» **WORK TASK**:
Write out each line of the material below exactly as given.

[[ DATA LISTING open ]]

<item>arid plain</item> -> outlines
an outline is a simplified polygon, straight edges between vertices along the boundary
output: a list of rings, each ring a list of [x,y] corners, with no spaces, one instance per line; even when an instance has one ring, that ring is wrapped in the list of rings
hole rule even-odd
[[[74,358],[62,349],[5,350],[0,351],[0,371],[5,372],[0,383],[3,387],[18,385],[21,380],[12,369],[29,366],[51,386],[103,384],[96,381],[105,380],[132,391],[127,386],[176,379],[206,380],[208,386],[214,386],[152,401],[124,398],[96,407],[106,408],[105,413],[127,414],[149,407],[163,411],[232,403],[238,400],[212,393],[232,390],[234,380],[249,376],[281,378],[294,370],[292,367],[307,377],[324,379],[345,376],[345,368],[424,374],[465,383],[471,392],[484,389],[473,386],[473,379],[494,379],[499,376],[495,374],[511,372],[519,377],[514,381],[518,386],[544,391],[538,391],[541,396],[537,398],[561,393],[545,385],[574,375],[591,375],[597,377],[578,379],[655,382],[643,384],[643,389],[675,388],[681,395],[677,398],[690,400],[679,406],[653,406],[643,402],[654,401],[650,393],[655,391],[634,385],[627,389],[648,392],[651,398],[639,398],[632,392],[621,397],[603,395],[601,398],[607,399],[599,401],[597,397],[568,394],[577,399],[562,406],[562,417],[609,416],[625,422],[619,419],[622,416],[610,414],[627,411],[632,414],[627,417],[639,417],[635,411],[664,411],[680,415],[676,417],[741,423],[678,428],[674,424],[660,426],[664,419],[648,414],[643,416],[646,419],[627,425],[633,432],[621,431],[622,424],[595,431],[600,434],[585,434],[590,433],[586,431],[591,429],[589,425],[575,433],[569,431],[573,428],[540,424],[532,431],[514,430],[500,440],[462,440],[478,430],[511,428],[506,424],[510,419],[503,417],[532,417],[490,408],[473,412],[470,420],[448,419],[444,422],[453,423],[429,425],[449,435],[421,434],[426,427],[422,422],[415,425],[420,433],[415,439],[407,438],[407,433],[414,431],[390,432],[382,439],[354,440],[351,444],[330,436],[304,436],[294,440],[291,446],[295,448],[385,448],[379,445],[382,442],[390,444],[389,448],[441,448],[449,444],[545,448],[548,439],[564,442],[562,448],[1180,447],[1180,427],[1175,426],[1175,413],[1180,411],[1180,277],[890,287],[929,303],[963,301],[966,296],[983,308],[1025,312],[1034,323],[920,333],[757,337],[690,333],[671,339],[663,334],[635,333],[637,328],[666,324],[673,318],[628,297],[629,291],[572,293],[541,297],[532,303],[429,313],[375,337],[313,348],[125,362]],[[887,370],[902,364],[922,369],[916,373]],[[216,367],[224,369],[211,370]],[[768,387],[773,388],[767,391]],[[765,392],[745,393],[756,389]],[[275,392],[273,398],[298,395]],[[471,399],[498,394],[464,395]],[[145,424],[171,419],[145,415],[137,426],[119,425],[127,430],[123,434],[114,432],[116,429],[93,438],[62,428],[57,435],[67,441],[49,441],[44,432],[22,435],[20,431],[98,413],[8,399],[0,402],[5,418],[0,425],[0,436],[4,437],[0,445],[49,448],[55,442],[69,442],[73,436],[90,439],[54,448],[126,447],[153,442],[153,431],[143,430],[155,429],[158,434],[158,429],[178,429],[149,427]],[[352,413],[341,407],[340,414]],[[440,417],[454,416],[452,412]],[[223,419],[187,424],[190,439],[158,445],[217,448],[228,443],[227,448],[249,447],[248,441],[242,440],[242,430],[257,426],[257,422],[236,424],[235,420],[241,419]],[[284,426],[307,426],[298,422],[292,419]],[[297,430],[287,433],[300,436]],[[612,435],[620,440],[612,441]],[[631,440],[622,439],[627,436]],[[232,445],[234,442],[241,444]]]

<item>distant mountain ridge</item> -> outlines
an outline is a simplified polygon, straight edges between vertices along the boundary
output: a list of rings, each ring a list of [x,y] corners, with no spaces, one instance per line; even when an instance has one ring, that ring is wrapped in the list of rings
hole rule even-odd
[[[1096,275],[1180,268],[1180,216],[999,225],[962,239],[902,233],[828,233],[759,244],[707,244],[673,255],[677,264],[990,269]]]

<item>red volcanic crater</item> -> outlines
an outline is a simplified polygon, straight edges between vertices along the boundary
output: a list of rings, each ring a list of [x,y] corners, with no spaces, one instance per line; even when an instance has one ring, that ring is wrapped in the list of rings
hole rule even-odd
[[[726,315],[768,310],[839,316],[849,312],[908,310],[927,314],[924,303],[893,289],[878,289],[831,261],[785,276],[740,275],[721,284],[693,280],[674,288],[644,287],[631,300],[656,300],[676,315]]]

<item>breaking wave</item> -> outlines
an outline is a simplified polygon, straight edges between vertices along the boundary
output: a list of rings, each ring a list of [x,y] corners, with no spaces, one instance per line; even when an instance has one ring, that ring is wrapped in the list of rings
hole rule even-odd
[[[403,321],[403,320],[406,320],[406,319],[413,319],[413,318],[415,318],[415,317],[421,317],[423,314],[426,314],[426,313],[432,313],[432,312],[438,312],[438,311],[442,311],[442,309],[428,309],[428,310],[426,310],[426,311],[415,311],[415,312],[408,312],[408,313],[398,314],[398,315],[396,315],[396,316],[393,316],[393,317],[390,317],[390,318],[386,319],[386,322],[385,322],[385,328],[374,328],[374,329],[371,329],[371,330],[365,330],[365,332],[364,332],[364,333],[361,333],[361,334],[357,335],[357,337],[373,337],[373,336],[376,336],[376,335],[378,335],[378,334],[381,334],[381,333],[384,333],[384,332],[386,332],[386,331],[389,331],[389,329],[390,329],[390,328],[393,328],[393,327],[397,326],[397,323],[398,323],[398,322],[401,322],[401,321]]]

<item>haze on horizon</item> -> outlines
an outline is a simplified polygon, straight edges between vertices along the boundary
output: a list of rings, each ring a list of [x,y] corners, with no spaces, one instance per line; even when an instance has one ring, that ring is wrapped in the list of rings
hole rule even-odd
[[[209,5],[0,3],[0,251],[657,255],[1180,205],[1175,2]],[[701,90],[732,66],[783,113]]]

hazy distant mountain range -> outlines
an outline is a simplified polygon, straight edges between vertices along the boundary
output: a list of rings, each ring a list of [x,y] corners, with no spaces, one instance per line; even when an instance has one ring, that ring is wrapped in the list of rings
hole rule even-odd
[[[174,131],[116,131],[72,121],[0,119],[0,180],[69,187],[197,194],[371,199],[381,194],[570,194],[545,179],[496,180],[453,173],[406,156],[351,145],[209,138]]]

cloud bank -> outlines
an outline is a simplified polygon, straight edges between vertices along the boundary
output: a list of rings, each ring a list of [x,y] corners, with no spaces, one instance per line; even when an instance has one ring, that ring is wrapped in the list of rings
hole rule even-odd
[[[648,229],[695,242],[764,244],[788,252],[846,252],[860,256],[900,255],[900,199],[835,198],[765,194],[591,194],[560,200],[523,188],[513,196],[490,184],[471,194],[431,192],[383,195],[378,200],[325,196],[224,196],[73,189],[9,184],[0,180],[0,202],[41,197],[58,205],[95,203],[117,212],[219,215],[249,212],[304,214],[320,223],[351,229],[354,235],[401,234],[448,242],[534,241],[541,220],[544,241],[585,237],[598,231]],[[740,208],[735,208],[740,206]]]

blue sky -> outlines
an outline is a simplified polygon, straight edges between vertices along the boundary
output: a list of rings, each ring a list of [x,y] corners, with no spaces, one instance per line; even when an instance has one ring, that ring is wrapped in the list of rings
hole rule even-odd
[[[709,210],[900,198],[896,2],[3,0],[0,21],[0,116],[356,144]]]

[[ DATA LISTING closed ]]

» **YOUR RESPONSE**:
<item>arid plain</item> -> outlines
an outline is a simplified polygon, straight edges between vertices along the boundary
output: a list of rings, each ring a list of [x,y] corners, with no spaces, one instance per line; even when an instance has one ring, that ring is wrapped in the list of rings
hole rule even-odd
[[[74,358],[62,349],[5,350],[0,351],[0,371],[5,372],[0,383],[3,387],[18,385],[21,380],[12,369],[29,366],[51,386],[103,384],[96,381],[105,380],[132,391],[127,386],[176,379],[206,380],[208,386],[214,386],[152,401],[124,398],[96,407],[106,408],[105,413],[127,414],[149,407],[163,411],[232,403],[238,400],[212,393],[232,390],[234,380],[249,376],[281,378],[294,370],[292,367],[307,377],[324,379],[345,376],[345,368],[424,374],[465,383],[471,392],[484,389],[473,386],[473,379],[494,379],[499,376],[495,374],[511,372],[519,377],[514,381],[518,386],[544,391],[538,391],[541,396],[537,398],[561,393],[545,385],[574,375],[591,375],[597,377],[578,379],[655,382],[643,384],[643,389],[675,388],[681,395],[677,398],[690,400],[679,406],[653,406],[643,402],[654,401],[650,393],[655,391],[634,385],[627,389],[648,392],[651,398],[639,398],[632,392],[621,397],[603,395],[601,398],[607,399],[599,401],[597,397],[568,394],[577,399],[562,406],[562,417],[609,416],[625,422],[619,419],[622,416],[610,414],[627,411],[632,414],[627,417],[639,417],[635,411],[664,411],[680,415],[676,417],[741,423],[678,428],[674,424],[660,426],[664,419],[648,414],[643,416],[646,419],[627,425],[633,432],[621,431],[622,424],[595,431],[600,434],[585,434],[590,433],[586,431],[591,429],[589,425],[575,433],[569,431],[573,428],[540,424],[532,431],[514,430],[500,440],[462,440],[478,430],[511,428],[506,424],[510,419],[503,417],[532,417],[490,408],[473,412],[470,420],[448,419],[444,422],[453,423],[429,425],[449,435],[421,434],[426,427],[422,422],[415,425],[420,433],[415,439],[407,438],[407,433],[414,431],[390,432],[382,439],[354,440],[351,444],[330,436],[304,436],[294,440],[291,446],[295,448],[385,448],[379,445],[382,442],[390,444],[389,448],[441,448],[449,444],[545,448],[548,439],[564,442],[562,448],[1180,447],[1180,427],[1175,426],[1175,413],[1180,411],[1180,277],[890,287],[929,303],[963,301],[966,296],[983,308],[1025,312],[1034,323],[920,333],[757,337],[690,333],[671,339],[663,334],[635,333],[637,328],[666,324],[673,318],[628,297],[629,291],[572,293],[541,297],[532,303],[429,313],[375,337],[313,348],[125,362]],[[887,370],[902,364],[922,369],[916,373]],[[216,367],[224,369],[211,370]],[[768,387],[773,388],[767,391]],[[765,392],[745,393],[756,389]],[[275,392],[273,398],[298,395]],[[471,399],[498,394],[464,395]],[[145,424],[171,419],[145,415],[137,426],[119,425],[127,430],[123,434],[114,432],[116,429],[93,438],[62,428],[57,435],[67,441],[49,441],[44,432],[22,435],[20,431],[98,413],[8,399],[0,402],[5,418],[0,425],[0,436],[4,437],[0,445],[49,448],[55,442],[69,442],[73,436],[90,439],[54,448],[126,447],[153,442],[153,431],[143,430],[155,429],[158,434],[158,429],[178,429],[149,427]],[[352,413],[341,407],[340,414]],[[440,417],[454,416],[452,412]],[[223,419],[187,424],[190,439],[158,445],[217,448],[228,443],[227,448],[249,447],[248,441],[242,440],[242,430],[257,426],[257,422],[236,424],[235,420],[241,419]],[[284,426],[307,426],[298,422],[292,419]],[[297,430],[287,433],[300,436]],[[612,435],[620,440],[612,441]],[[631,440],[622,439],[627,436]],[[232,445],[234,442],[241,444]]]

<item>distant mountain ridge</item> -> outlines
an outline is a simplified polygon, straight edges between vertices along the boundary
output: a list of rings, each ring a list of [x,y] corners, with no spaces, one instance per line; even when an instance has one ring, that ring is wrapped in the list of rings
hole rule even-odd
[[[1096,275],[1180,268],[1180,216],[999,225],[962,239],[902,233],[828,233],[759,244],[707,244],[673,255],[677,264],[990,269]]]

<item>red volcanic crater</item> -> outlines
an outline is a simplified polygon, straight edges between vertices along the boundary
output: a list of rings, each ring a list of [x,y] corners, with no spaces, one instance per line; even when an instance has one ring, that ring is wrapped in the list of rings
hole rule even-odd
[[[726,315],[768,310],[839,316],[849,312],[908,310],[927,314],[924,303],[893,289],[878,289],[831,261],[785,276],[740,275],[721,284],[693,280],[674,288],[644,287],[631,300],[656,300],[676,315]]]

<item>breaking wave</item> -> outlines
an outline is a simplified polygon, straight edges between vertices along the boundary
output: a list of rings, each ring a list of [x,y] corners, with no spaces, one instance per line; even when an instance has one ring, that ring is wrapped in the list of rings
hole rule even-odd
[[[403,321],[403,320],[406,320],[406,319],[413,319],[413,318],[415,318],[415,317],[421,317],[423,314],[426,314],[426,313],[432,313],[432,312],[438,312],[438,311],[442,311],[442,309],[428,309],[428,310],[426,310],[426,311],[415,311],[415,312],[408,312],[408,313],[398,314],[398,315],[396,315],[396,316],[393,316],[393,317],[390,317],[390,318],[386,319],[386,322],[385,322],[385,328],[374,328],[374,329],[371,329],[371,330],[365,330],[365,332],[364,332],[364,333],[361,333],[361,334],[357,335],[357,337],[373,337],[373,336],[376,336],[376,335],[378,335],[378,334],[381,334],[381,333],[384,333],[384,332],[386,332],[386,331],[389,331],[389,329],[390,329],[390,328],[393,328],[393,327],[397,326],[397,323],[398,323],[398,322],[401,322],[401,321]]]

<item>haze on horizon</item> -> outlines
an outline is a simplified polygon, straight edges between vertices along the boundary
output: a list of rings, each ring a list of [x,y] corners, with no spaces, one instance per line; even when an instance has one ring, that ring is wrapped in the list of rings
hole rule even-odd
[[[209,5],[0,3],[0,251],[657,255],[1180,205],[1175,2]],[[701,90],[732,66],[783,113]]]

hazy distant mountain range -> outlines
an outline is a simplified polygon, straight edges between vertices along the boundary
output: a list of rings, each ring a list of [x,y] corners, with no spaces, one instance per line; even when an instance has one ring, that ring is wrapped in the list of rings
hole rule even-odd
[[[174,131],[116,131],[72,121],[0,119],[0,180],[69,187],[197,194],[371,199],[381,194],[570,194],[545,179],[496,180],[453,173],[406,156],[351,145],[209,138]]]

cloud bank -> outlines
an outline is a simplified polygon, straight edges between vertices along the boundary
output: a list of rings, each ring a list of [x,y] corners, with no spaces, one instance per line; even when an instance has one ring, that ring is wrapped in the list of rings
hole rule even-odd
[[[648,229],[695,242],[764,244],[788,252],[846,252],[860,256],[900,255],[900,199],[835,198],[765,194],[591,194],[560,200],[523,188],[513,196],[490,184],[471,194],[431,192],[383,195],[378,200],[325,196],[224,196],[73,189],[9,184],[0,180],[0,202],[41,197],[58,205],[95,203],[117,212],[219,215],[249,212],[304,214],[320,223],[351,229],[354,235],[401,234],[448,242],[534,241],[541,220],[544,241],[585,237],[598,231]],[[740,208],[735,208],[740,206]]]

blue sky -> outlines
an outline is a simplified polygon, straight edges between vertices along the boundary
output: a list of rings, each ring a list of [x,y] corners, with no spaces, one instance per line; even when an instance has one ring, that ring is wrapped in the list of rings
hole rule even-odd
[[[709,210],[900,198],[896,2],[3,0],[0,21],[0,116],[356,144]]]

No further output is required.